Return the lines below exactly, from the first one through the line that has "Query: green grass field". Leave out everything after it.

START Supplied information

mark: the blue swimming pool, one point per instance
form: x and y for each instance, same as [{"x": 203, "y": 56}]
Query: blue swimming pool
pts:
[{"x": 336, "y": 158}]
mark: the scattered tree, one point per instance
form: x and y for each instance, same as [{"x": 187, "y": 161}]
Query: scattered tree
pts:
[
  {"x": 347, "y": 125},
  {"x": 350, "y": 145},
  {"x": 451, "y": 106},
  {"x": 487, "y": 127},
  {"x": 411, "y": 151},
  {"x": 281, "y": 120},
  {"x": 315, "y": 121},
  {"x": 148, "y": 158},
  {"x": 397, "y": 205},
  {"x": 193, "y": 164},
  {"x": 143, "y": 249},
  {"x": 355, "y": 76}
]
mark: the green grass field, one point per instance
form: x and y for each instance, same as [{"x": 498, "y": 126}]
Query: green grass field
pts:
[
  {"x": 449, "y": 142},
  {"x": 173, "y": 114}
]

END Supplied information

▶ _Answer box_
mark: the blue swimming pool, one point per instance
form: x and y for each instance, same as [{"x": 203, "y": 56}]
Query: blue swimming pool
pts:
[{"x": 336, "y": 158}]
mark: the scattered tree, one point per instance
form: x and y for each instance, same as [{"x": 187, "y": 161}]
Query: scattered tree
pts:
[
  {"x": 347, "y": 125},
  {"x": 350, "y": 145},
  {"x": 451, "y": 106},
  {"x": 487, "y": 127},
  {"x": 411, "y": 151},
  {"x": 281, "y": 120},
  {"x": 315, "y": 121},
  {"x": 148, "y": 158},
  {"x": 397, "y": 205},
  {"x": 193, "y": 164},
  {"x": 143, "y": 249},
  {"x": 355, "y": 76}
]
mark: the green grass field, one point per instance
form: x and y for each instance, same as [{"x": 498, "y": 126}]
Query: green grass field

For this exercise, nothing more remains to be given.